#### EXERCISE SET
1/ In the Julia forum post, which functions did the poster find allowed applying a function to a column by each subject?
2/ Carry on the Julia forum post from the point where it stops.

#### TEXT PASSAGE

======

I am new to Julia (and the forum - apologies on my formatting!) and struggling to implement complex split-apply-combine functions, in particular when these involve iterative looping across columns. I could really use some help to develop an approach that, applied to different slices of the data, iteratively constructs pair-wise operations across multiple columns. I’ll give an example below that might seem solvable with brute force / manual approaches, but in reality this will be applied to a large array and so an automated/iterative solution is very much needed.

As an example, consider these data:

test=DataFrame(x1=rand(1000), x2=rand(1000), x3=rand(1000), x4=rand(1000))
test.subject=“a”
test[501:1000,5]=“b”

This yields 4 columns of data for two subjects (a, and b), each with 500 rows. I found that the by, combine, and map functions allow a nice solution to apply any given function to any given column by each slice (subject) - but, I’m trying to create a function that iterates across columns simultaneously.

======

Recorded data
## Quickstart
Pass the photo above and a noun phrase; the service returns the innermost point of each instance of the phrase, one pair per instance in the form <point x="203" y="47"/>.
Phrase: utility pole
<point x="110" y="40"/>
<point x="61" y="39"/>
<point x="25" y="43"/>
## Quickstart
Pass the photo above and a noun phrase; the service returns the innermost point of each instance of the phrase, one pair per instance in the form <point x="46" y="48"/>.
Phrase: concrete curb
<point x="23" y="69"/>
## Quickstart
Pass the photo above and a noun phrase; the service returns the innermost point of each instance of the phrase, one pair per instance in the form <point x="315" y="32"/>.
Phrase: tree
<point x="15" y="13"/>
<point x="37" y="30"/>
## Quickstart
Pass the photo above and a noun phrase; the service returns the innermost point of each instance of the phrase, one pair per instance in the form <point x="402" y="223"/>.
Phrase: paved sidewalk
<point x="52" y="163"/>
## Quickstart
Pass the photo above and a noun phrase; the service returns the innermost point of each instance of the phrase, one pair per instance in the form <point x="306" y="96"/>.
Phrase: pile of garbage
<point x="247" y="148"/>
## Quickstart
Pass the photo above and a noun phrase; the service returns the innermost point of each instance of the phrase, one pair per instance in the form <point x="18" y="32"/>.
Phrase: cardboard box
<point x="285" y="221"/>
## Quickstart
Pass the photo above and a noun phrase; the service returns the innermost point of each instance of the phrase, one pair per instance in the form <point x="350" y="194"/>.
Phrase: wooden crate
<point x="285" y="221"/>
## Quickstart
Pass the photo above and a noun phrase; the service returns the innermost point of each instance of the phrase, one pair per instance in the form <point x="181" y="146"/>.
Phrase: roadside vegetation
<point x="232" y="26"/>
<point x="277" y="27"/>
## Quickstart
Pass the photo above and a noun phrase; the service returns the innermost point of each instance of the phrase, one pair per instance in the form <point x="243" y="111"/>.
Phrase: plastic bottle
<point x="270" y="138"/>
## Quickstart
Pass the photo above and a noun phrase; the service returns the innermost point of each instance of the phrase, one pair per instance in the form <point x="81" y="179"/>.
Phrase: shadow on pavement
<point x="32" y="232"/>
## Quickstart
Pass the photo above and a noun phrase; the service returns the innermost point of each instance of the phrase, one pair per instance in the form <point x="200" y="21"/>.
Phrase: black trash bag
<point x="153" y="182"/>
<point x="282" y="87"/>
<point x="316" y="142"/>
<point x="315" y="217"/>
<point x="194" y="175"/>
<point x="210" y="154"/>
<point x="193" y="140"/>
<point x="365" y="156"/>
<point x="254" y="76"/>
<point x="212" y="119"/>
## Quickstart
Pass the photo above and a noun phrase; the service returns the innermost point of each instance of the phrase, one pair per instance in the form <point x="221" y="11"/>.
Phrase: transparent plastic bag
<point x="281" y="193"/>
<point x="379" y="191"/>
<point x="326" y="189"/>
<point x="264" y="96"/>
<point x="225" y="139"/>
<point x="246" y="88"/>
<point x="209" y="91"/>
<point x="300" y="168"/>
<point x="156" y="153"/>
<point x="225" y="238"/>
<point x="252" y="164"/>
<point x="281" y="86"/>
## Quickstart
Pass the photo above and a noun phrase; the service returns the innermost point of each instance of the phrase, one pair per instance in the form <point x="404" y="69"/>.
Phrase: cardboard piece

======

#### THE REPLIES
1/ The by, combine, and map functions.

2/
Say for example that the goal is to compute some measure - difference between variable X1 and variable X2, and likewise X1 vs. X3, and X1 vs X4 - and, likewise, will want to do the same for X2 vs X1, and X2 vs, X3 and X2 vs X4 - every possible combination of pairwise differences, while avoiding duplication.

So the pseudocode would be something like:
function dostuff(x,y)
new_var=x-y
end
result=combine(df->dostuff(df.X1, df.X2), groupby(test, [:subject])

…but this obviously only calculates across 1 possible permutation, and I’m confused as to how to even approach automating this in Julia - nest a function call in a For Loop? How do I iteratively cycle through each permutation of columns I need to test? How do I provide the appropriate (and changing) inputs to the function each time it is iterated, i.e. the first “dostuff” would compare X1 and X2, but the next must compare X1 and X3 and so on until all combinations have been done, while avoiding duplication.

Any advice would be appreciated. The final result would be a dataframe that provides the (named) difference calculated in the “dostuff” function for each particular combination. (also I picked a simple subtraction just as an example, the real application involves a more complicated calculation. So if there’s a hardwired column differences function or something that won’t help)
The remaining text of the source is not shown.